Sourav Ganguly handed over on Tuesday the reins of the Board of Cricket Control in India (BCCI) to former all-rounder Roger Binny, 67. Ganguly, 50, is the first BCCI president since 2011 to complete a full three-year term, after a string of controversial resignations and sackings. Here’s a look at the major changes the board and Indian cricket underwent during the former Indian cricket captain’s tenure in the office.
Day-night tests and the pink ball
Soon after assuming office in 2019, Ganguly pushed for organising the first day-night Test match in India. Played with a pink ball, the match between India and Bangladesh was held at the Eden Gardens in November 2019. India won that match.
Increasing the domestic players’ salaries
The Ganguly- and Jay Shah-led cricket administration brought in change to the salary structure for Indian domestic cricketers. The salaries were increased across three slabs for junior and senior players. The board also announced it will help domestic players who suffered financially due to the Covid-19 pandemic, awarding a 50 per cent match fee as compensation for the 2020-21 season.
Managing IPL schedules during Covid-19
Ganguly also oversaw the crucial phase of the pandemic-related restriction on sports through 2020 and 2021. For safety, the BCCI decided to postpone the profitable IPL to November 8 in the United Arab Emirates (UAE). The IPL came back to India in April 2021.

● DATA EXTRACTS
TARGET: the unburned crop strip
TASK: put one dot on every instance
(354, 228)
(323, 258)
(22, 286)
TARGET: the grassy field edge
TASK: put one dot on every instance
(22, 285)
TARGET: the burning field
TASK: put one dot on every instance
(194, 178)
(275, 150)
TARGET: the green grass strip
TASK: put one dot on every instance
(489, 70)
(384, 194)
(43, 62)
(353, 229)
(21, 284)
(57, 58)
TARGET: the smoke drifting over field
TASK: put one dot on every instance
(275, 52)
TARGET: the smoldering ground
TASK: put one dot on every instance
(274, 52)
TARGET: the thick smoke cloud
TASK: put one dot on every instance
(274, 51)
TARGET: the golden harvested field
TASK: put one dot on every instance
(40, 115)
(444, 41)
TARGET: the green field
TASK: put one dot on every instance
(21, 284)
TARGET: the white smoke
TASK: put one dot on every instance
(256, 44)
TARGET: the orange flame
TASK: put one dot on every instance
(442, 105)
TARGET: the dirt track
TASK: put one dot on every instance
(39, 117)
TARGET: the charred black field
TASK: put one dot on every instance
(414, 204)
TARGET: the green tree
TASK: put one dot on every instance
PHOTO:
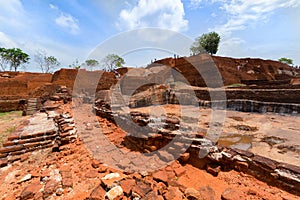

● WORK REQUEST A
From the article on Sourav Ganguly's BCCI tenure, reproduce the passage that begins at the words "Managing IPL schedules" and stops after "in April 2021.".
● WORK REQUEST B
Answer these questions using the article on Sourav Ganguly's BCCI tenure:
(i) Who took over as BCCI president from Ganguly?
(ii) Which two teams played the first day-night Test match in India, and at which ground?
(iii) In what month and year did the IPL come back to India?
● WORK REQUEST C
Go on with the article on Sourav Ganguly's BCCI tenure, picking up after its final sentence.

● ANSWER A
Managing IPL schedules during Covid-19
Ganguly also oversaw the crucial phase of the pandemic-related restriction on sports through 2020 and 2021. For safety, the BCCI decided to postpone the profitable IPL to November 8 in the United Arab Emirates (UAE). The IPL came back to India in April 2021.

● ANSWER B
(i) Roger Binny
(ii) India and Bangladesh, at the Eden Gardens
(iii) April 2021

● ANSWER C
Term extension for officeholders
Thanks to a major administrative change the BCCI fought for and won in the Supreme Court (SC), members of the central and associate state boards of cricket can now continue for two consecutive terms in office without a cooling-off period. Earlier, according to the reforms brought in by the Justice R M Lodha-led committee in 2015, all office bearers in the BCCI and associated state boards had to enter a cooling-off period before applying for a new post. The SC, in 2020, accepted the BCCI’s appeal to let members serve two consecutive terms of three years each before the cool-off stipulation is applied.
Challenges for Roger Binny
Ganguly’s administrative style was accused of being heavy-handed in team selection. The BCCI constitution bars its president from having any role in picking the national team to retain the independence and autonomy of the selection committee. Ganguly was accused of flouting this norm and sitting in meetings of the selection committee. The controversies around dropping Wriddhiman Saha from the team and Virat Kohli from captaincy fuelled controversy about the selection process.
Binny’s first task would be to establish and maintain a judicious involvement in the selection process and team administration. The new BCCI administration will have to prove that it does not want to meddle with team selection or on-field decisions.
His approach to reforms, especially for women’s cricket and domestic salaries for women cricketers, will also be a matter of great interest. After Ganguly’s controversial exit, Binny will be under scrutiny on how he manages Indian cricket.